AIM OF THE TASK:
Pick out and copy every line in the records that contains the string "background", counting only matches with the same case.

[Object detection data]
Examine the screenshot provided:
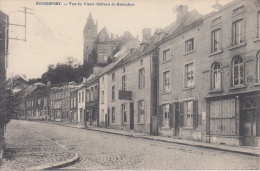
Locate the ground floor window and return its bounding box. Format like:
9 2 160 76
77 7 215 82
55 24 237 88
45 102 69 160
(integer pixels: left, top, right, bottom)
209 99 236 135
122 104 127 123
138 100 144 123
112 107 116 123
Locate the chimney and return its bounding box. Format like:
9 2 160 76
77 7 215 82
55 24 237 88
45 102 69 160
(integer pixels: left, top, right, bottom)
142 28 152 40
176 5 188 23
111 33 114 40
130 48 135 54
96 20 98 31
47 81 51 87
82 77 87 83
212 0 222 12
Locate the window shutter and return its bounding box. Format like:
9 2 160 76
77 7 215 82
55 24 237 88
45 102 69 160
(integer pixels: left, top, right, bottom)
169 103 174 128
107 108 110 126
179 102 184 127
174 102 180 127
255 95 260 136
193 100 198 128
158 105 163 128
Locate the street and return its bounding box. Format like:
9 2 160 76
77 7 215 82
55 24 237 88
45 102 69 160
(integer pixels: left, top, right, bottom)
1 120 259 170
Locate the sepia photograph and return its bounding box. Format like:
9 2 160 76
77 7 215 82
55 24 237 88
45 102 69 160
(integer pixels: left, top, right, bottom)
0 0 260 171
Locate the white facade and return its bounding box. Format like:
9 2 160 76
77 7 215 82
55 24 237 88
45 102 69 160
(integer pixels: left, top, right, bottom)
78 86 86 123
99 74 108 125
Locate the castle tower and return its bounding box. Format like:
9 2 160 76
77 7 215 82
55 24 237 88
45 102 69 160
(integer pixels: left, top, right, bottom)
83 12 97 63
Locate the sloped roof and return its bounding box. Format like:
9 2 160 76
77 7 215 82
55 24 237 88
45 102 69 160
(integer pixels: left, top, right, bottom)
84 12 97 30
157 10 203 44
96 27 111 42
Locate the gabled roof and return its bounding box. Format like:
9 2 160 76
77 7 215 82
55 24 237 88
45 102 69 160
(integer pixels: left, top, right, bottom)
96 27 111 42
84 12 97 30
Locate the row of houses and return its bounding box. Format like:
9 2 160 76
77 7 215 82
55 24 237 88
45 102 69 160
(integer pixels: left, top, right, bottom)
18 0 260 146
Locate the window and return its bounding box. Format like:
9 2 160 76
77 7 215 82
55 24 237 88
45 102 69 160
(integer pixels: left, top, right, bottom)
112 86 115 100
209 99 236 135
112 73 116 81
211 29 220 53
232 19 244 46
163 49 171 62
212 17 221 25
112 107 116 123
185 38 194 53
233 5 245 15
122 104 127 123
163 71 171 93
184 63 194 87
184 101 193 127
163 104 170 127
43 98 47 106
212 62 221 90
139 68 145 89
38 99 41 105
257 11 260 38
232 56 244 86
74 97 77 107
122 75 126 91
101 91 104 103
138 100 144 123
256 52 260 83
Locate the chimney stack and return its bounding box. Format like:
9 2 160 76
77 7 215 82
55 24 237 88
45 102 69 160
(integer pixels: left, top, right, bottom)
176 5 188 23
142 28 152 40
111 33 114 40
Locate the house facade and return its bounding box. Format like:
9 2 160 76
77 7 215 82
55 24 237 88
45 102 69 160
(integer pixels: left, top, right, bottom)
70 87 78 123
201 0 260 147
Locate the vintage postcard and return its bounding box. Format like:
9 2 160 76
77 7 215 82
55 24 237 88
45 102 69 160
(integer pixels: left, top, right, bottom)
0 0 260 170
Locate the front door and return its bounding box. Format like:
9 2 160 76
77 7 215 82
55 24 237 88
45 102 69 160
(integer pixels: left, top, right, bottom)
242 109 257 146
130 103 134 130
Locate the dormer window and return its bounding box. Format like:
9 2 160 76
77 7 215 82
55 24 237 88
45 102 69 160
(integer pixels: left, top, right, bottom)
233 5 245 16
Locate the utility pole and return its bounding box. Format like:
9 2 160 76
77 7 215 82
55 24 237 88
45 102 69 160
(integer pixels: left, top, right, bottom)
8 7 34 42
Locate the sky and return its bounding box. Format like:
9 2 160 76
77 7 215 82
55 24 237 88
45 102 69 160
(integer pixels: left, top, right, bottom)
0 0 231 79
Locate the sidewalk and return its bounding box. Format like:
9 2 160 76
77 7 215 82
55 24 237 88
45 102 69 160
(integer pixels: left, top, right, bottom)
42 121 260 157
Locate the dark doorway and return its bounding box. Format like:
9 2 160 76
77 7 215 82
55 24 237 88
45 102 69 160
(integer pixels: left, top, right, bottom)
130 103 134 130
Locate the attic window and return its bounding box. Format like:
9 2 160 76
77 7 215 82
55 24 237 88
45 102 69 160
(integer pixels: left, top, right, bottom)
212 17 221 25
233 5 245 15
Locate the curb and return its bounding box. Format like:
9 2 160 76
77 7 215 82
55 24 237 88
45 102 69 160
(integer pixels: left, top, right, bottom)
28 153 79 170
86 128 260 157
24 122 260 157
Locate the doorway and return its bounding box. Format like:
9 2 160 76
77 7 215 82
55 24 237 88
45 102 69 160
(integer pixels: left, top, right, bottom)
130 103 134 130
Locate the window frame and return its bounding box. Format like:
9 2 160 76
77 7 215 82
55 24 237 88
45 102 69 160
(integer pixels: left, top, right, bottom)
138 68 145 89
162 69 171 93
111 107 116 123
183 61 195 88
231 18 245 46
210 28 221 53
211 62 222 90
111 85 116 101
162 48 171 63
138 100 145 124
122 75 127 91
121 103 127 123
184 37 195 54
232 56 245 87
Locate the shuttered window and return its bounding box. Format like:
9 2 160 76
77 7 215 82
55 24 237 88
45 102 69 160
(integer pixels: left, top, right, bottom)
210 99 236 135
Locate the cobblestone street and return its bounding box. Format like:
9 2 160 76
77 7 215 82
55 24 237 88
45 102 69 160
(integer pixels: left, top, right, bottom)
1 120 259 170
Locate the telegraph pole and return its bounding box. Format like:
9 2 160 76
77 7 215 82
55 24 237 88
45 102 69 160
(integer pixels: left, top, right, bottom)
8 7 34 42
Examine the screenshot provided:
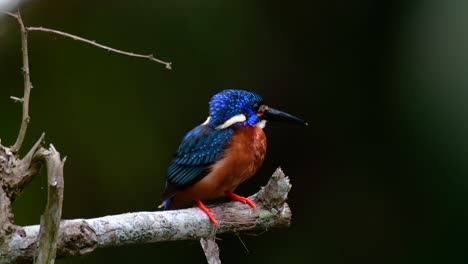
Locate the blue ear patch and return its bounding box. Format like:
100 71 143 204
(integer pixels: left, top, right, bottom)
209 90 263 127
163 125 234 199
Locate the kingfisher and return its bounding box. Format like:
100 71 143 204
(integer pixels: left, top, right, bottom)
160 89 307 226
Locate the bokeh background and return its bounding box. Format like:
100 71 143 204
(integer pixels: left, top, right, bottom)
0 0 468 263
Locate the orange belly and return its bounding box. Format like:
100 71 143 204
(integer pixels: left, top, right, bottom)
171 126 267 208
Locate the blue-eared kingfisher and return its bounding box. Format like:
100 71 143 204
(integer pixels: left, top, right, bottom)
161 90 307 225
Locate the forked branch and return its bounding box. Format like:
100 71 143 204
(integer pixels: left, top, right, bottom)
0 169 291 263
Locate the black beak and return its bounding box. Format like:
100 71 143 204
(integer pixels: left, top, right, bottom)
262 107 309 126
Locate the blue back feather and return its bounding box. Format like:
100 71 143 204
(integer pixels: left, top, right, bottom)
163 90 263 209
163 125 234 202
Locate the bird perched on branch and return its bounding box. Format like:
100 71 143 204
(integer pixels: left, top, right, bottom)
161 90 307 225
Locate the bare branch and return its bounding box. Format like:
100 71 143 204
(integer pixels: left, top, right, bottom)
5 10 32 153
10 96 24 103
200 236 221 264
0 169 291 263
27 27 172 70
0 11 18 19
35 145 65 264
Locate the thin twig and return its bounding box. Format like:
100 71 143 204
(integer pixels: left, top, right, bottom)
10 10 32 153
35 144 65 264
0 11 18 19
27 27 172 70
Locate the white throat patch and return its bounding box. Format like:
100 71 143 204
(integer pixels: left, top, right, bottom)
257 119 266 129
216 114 247 130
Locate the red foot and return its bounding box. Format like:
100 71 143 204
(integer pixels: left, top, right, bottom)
195 200 219 226
224 191 257 209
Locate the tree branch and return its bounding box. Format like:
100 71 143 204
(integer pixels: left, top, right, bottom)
6 10 32 153
35 145 66 264
27 27 172 70
0 169 291 263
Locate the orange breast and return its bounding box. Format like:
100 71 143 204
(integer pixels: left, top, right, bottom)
171 126 267 208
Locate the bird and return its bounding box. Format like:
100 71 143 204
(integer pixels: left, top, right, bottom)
160 89 307 226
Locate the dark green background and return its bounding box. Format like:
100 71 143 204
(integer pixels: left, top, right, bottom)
0 0 468 263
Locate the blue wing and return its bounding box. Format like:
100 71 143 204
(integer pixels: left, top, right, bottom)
163 125 234 199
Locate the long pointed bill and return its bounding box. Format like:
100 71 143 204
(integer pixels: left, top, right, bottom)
262 107 308 126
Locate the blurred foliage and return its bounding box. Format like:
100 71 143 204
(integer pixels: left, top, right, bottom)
0 0 468 263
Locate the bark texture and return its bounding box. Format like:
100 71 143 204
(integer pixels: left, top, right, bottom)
0 169 291 263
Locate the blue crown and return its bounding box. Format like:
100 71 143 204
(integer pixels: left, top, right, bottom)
209 90 263 127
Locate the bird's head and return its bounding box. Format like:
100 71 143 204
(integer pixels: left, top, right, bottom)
207 90 307 129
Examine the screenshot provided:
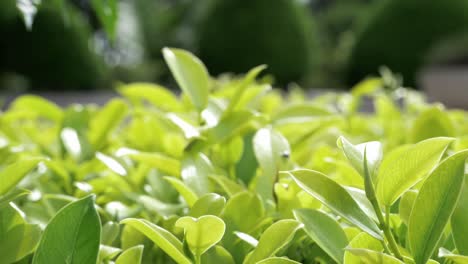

TASK OUTPUT:
Locate the bokeh background and return its bounding box. Format like:
Locate the dark green background and return its bounding box. Format like:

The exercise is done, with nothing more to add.